## Records drawn from a data source
⁂

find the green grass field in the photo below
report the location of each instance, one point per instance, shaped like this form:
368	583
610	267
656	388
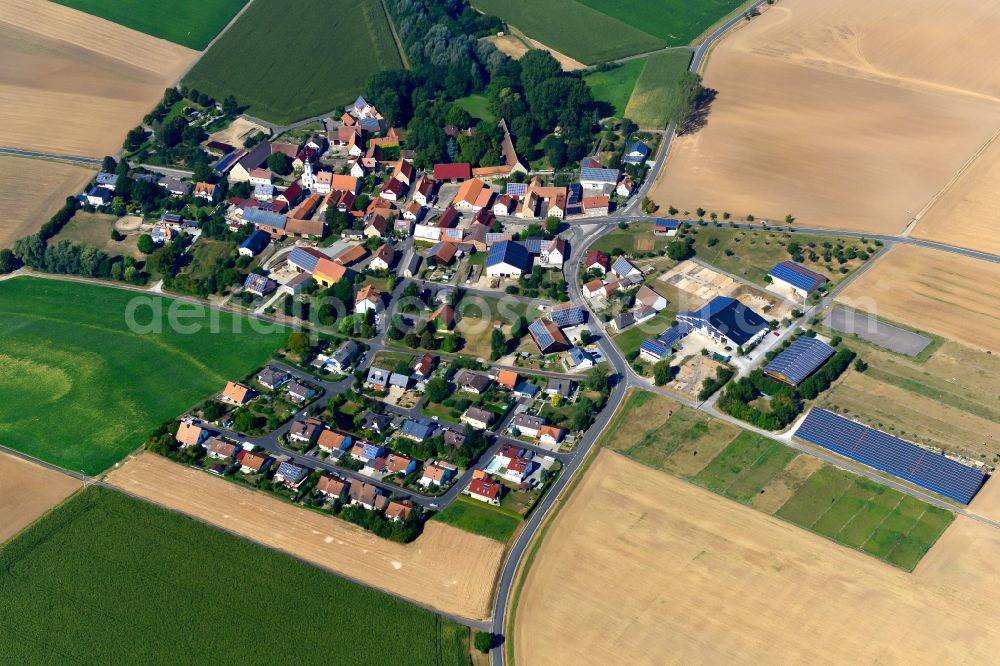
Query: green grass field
477	106
745	466
290	61
474	516
573	28
848	509
78	388
653	97
190	23
677	22
127	582
614	86
862	514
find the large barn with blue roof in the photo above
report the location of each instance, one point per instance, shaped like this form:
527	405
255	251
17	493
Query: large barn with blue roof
508	259
797	279
727	321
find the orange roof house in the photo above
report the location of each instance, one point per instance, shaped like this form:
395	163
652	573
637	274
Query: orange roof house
351	255
237	393
346	183
507	379
328	273
468	193
189	434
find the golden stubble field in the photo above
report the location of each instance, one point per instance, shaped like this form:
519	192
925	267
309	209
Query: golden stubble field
943	293
665	572
27	491
968	214
31	191
847	114
445	568
72	83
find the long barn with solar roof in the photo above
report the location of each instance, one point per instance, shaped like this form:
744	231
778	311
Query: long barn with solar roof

⁂

## The task
Give every line of the records above as a numbered list, skipping any blank lines. Leave the pictures out of your answer.

## Solution
1. find the green grass field in the photo below
2. report the location of each instance, one point per instance, shaped like this form:
3. 368	583
4. 610	267
5. 656	388
6. Query: green grass field
7. 477	106
8. 745	466
9. 290	61
10. 474	516
11. 573	28
12. 848	509
13. 78	388
14. 653	97
15. 190	23
16. 677	22
17. 127	582
18. 614	86
19. 862	514
20. find the large barn with blue roof in the photo above
21. report the location of each instance, one point per instance, shaped like this form:
22. 527	405
23. 255	251
24. 17	493
25. Query: large barn with blue roof
26. 508	259
27. 797	279
28. 727	321
29. find the orange roof house in the photo above
30. report the location of each instance, one point per instance, shaped like this form:
31. 395	163
32. 652	573
33. 637	274
34. Query: orange roof house
35. 351	255
36. 237	393
37. 346	183
38. 507	379
39. 328	273
40. 468	193
41. 189	434
42. find the golden stubble field in the photo above
43. report the location of each instance, one point per instance, shaped like this form:
44. 519	192
45. 925	267
46. 309	209
47. Query: golden stubble field
48. 943	293
49. 665	572
50. 27	491
51. 968	214
52. 31	191
53. 847	114
54. 445	568
55. 72	83
56. find the long barn with solar roof in the photo above
57. report the location of each instance, one point per instance, shaped like this form:
58. 744	231
59. 778	311
60. Query: long barn with solar roof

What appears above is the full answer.